**Qué harás:**
• 1. Duplica el fragmento del texto sobre el Padre Pío que va entre «Expresó el máximo» y «especialmente a ellos.», ambos incluidos.
• 2. Resume en dos oraciones el texto sobre el Padre Pío.
• 3. Prosigue el texto sobre el Padre Pío a partir de su última oración.

Para el Siervo de Dios la fe era la vida: quería y hacía todo a la luz de la fe. Estuvo dedicado asiduamente a la oración. Pasaba el día y gran parte de la noche en coloquio con Dios. Decía: «En los libros buscamos a Dios, en la oración lo encontramos. La oración es la llave que abre el corazón de Dios». La fe lo llevó siempre a la aceptación de la voluntad misteriosa de Dios.
Estuvo siempre inmerso en las realidades sobrenaturales. No era solamente el hombre de la esperanza y de la confianza total en Dios, sino que infundía, con las palabras y el ejemplo, estas virtudes en todos aquellos que se le acercaban. El amor de Dios le llenaba totalmente, colmando todas sus esperanzas; la caridad era el principio inspirador de su jornada: amar a Dios y hacerlo amar. Su preocupación particular: crecer y hacer crecer en la caridad.
Expresó el máximo de su caridad hacia el prójimo acogiendo, por más de 50 años, a muchísimas personas que acudían a su ministerio y a su confesionario, recibiendo su consejo y su consuelo. Era como un asedio: lo buscaban en la iglesia, en la sacristía y en el convento. Y él se daba a todos, haciendo renacer la fe, distribuyendo la gracia y llevando luz. Pero especialmente en los pobres, en quienes sufrían y en los enfermos, él veía la imagen de Cristo y se entregaba especialmente a ellos.
Ejerció de modo ejemplar la virtud de la prudencia, obraba y aconsejaba a la luz de Dios.
Su preocupación era la gloria de Dios y el bien de las almas. Trató a todos con justicia, con lealtad y gran respeto. Brilló en él la luz de la fortaleza. Comprendió bien pronto que su camino era el de la Cruz y lo aceptó inmediatamente con valor y por amor. Experimentó durante muchos años los sufrimientos del alma. Durante años soportó los dolores de sus llagas con admirable serenidad. Aceptó en silencio las numerosas intervenciones de las Autoridades y calló siempre ante las calumnias.
Un gran confesor
Cuando el Padre Pío cantó su primera Misa solemne, su antiguo confesor, el P. Agostino, dirigió a su pupilo en el sermón unas palabras que se mostraron proféticas: “No tienes mucha salud, no puedes ser un predicador. Te deseo, pues, que seas un gran confesor”.
Décadas más tarde alguien le preguntó qué misión Cristo le había encomendado; el santo capuchino respondió con sencillez: “¿Yo? Yo soy confesor”.
Los prodigiosos dones místicos recibidos de la Providencia no eran sino un anzuelo para arrastrar a las almas a purificarse de sus pecados en el sacramento de la Reconciliación. Pasaba hasta 15 horas al día en el confesionario.
A sus pies se arrodillaban personas de todas las edades y condiciones sociales, hasta obispos y sacerdotes, en busca de absolución, consejo y paz de alma. Las colas para confesarse eran enormes, al punto de hacer necesaria la distribución de números con que ordenar
la atención.

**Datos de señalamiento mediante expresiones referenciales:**
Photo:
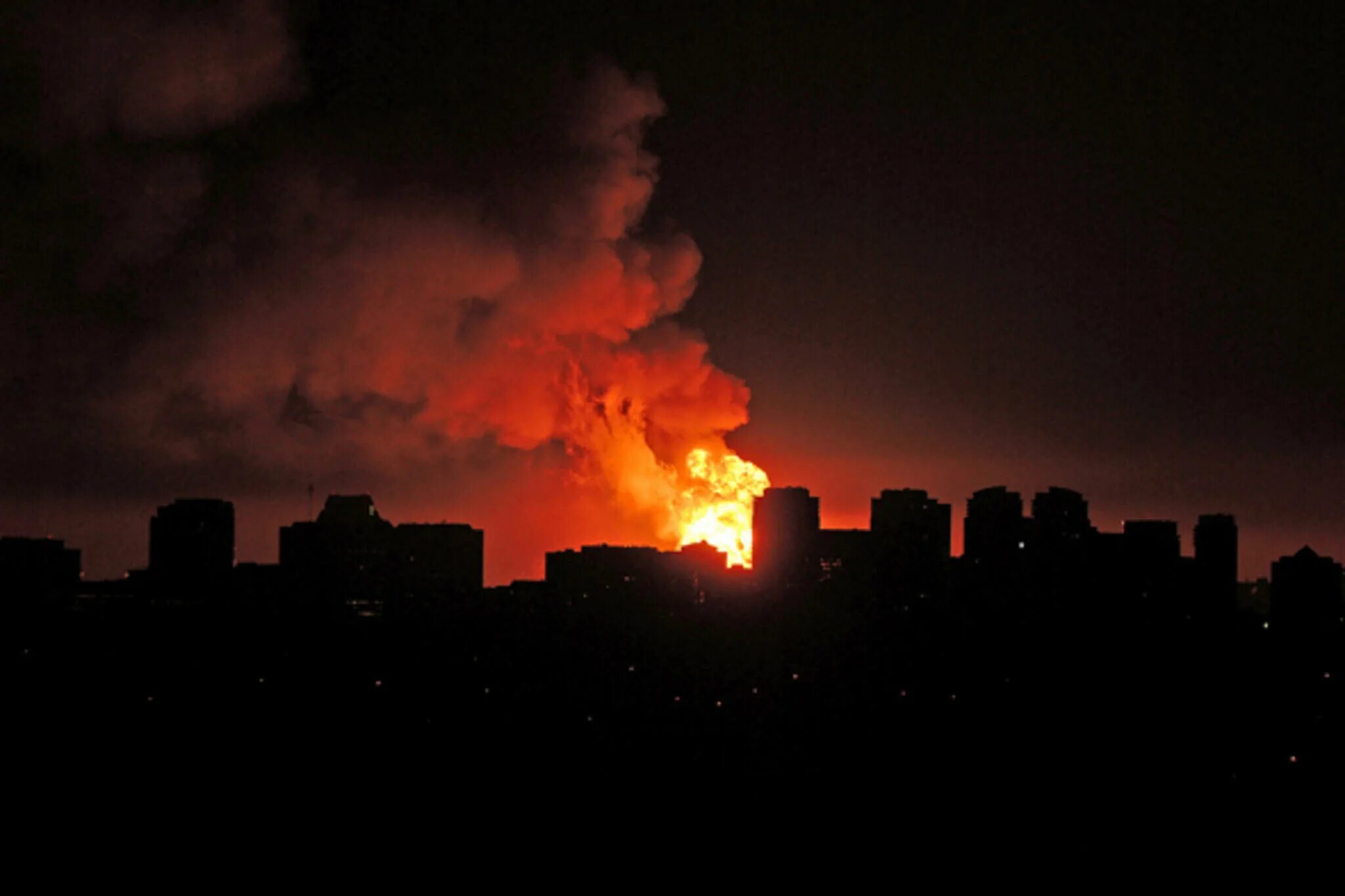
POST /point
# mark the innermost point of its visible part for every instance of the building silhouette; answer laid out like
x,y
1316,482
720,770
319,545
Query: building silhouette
x,y
191,545
912,538
1306,593
785,536
35,570
848,557
351,558
993,531
1216,562
1060,522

**Tus respuestas escritas:**
• 1.
Expresó el máximo de su caridad hacia el prójimo acogiendo, por más de 50 años, a muchísimas personas que acudían a su ministerio y a su confesionario, recibiendo su consejo y su consuelo. Era como un asedio: lo buscaban en la iglesia, en la sacristía y en el convento. Y él se daba a todos, haciendo renacer la fe, distribuyendo la gracia y llevando luz. Pero especialmente en los pobres, en quienes sufrían y en los enfermos, él veía la imagen de Cristo y se entregaba especialmente a ellos.

• 2. El Siervo de Dios vivió a la luz de la fe, entregado a la oración y a la caridad, y durante más de 50 años acogió en su ministerio y su confesionario a muchísimas personas, a la vez que soportó con serenidad sus llagas y calló ante las calumnias. El Padre Pío, a quien su antiguo confesor deseó que fuera un gran confesor, pasaba hasta 15 horas al día en el confesionario, y ante él se arrodillaban personas de todas las edades y condiciones sociales.

• 3.
Él leía al interior de las almas como en un libro abierto. Cierto día, un comerciante le pidió la cura de una hija muy enferma y recibió esta respuesta:
– Tú estás mucho más enfermo que tu hija; yo te veo muerto. ¿Cómo puedes estar bien con tantos pecados en la conciencia? ¡Estoy viendo por lo menos treinta y dos!
El hombre, sorprendido, respondió prontamente a la gracia recibida, hincándose para confesarse. Al terminar, le dijo a quien quisiera oírlo: “¡Él sabía todo y me ha dicho todo!”.
Otra vez, un abogado de Génova, ateo militante, decidió ir a San Giovanni Rotondo para “desenmascarar ese fraude de frailes”. No bien entró a la sacristía con los peregrinos, cuando el Padre Pío lo interpeló sin nunca haberlo visto antes, denunciando sus malas intenciones. Enseguida, sin decir más, le señaló el confesionario.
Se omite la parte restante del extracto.